■ **Tasks**:
a. In the blog post about cooking, where does the writer's cooking skill come from?
b. Rewrite the cooking post between "I enjoy the" and "thinking time, planning.", inclusive, replacing every "planning" with "organizing".
c. Continue the blog post about cooking from its last sentence.

■ **Source passage**:
So back again for more in Semester 2! Bit of a different slant on things this semester..we will now be exploring participation in occupation and the needs that this meets.
I am going to talk cooking...an activity I love but also one that I do out of necessity.
Green (1968) agrees, "the gathering of nourishment,...is not only necessary; it is also endless. ... The purpose of this activity is to provide for the seeds of comsumption: food is taken from the earth, after all, in order to be consumed" (p. 17).
Cooking is an important part of my day - not only does it feed my family but also I love food and the variety that food can deliver. I 'm not a creative cook but I do enjoy trying new things. My skill of cooking comes from my mum and some of the meals (especially those I call comfort foods) I cook today are based on what we as a family would eat when I was a child.
Often when I am cooking I am juggling other things, but I still do get satifaction from it - I enjoy standing at the bench chopping veg - there is something therapeutic about it. Cooking can focus the mind and often gives me thinking time.
I enjoy the planning of cooking too - it helps me feel in control of that part of my family's life...and I like to feel in control!!
So in a few key words and phrases what does cooking mean to me?
caring for my family, trying new things, satisfaction , relaxation, thinking time, planning.
If I was to look at cooking through my OT eyes however these words change somewhat: life skills, sequencing, budgeting, fine motor skills, relaxation, purposeful/meaningful activity, and routine.

■ **Available data**:
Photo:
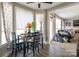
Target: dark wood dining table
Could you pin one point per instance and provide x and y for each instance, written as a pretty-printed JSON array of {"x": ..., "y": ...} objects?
[{"x": 24, "y": 38}]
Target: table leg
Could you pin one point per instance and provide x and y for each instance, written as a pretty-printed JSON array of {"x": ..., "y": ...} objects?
[{"x": 24, "y": 49}]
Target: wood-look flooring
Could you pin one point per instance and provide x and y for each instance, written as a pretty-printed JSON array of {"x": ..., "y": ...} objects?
[{"x": 54, "y": 50}]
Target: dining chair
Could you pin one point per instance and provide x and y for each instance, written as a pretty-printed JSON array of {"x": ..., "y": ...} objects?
[
  {"x": 34, "y": 42},
  {"x": 16, "y": 44}
]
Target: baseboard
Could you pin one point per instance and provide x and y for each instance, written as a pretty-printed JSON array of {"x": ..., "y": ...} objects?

■ **Answers by item**:
a. The writer's mum.

b.
I enjoy the organizing of cooking too - it helps me feel in control of that part of my family's life...and I like to feel in control!!
So in a few key words and phrases what does cooking mean to me?
caring for my family, trying new things, satisfaction , relaxation, thinking time, organizing.

c.
Finally if I think about cooking mindfully - by which I mean focusing on the here and now of the cooking experience what would help and hinder me to do so?
Certainly the distractions of my family wouldn't help me cook mindfully or the distractions of my thoughts about what I need to do next. The following is an extract of mindfulness when I was cooking sausages and beans for the children:
Opening the drawer for the tin opener I note the clatter my hand is making from moving the appliances around, I feel the coolness of the steel knives on my fingers, my eyes scan the drawer knowing I am looking for something black and silver. I sense the way I am standing - feet back, bum out, ..Diesel is between me and the cupboards again...I note my mind is not in the here and now when it comes to my thoughts-it is focussing on what next...
Green, T. F. (1968). Work, leisure and the American schools. New York, USA: Random House.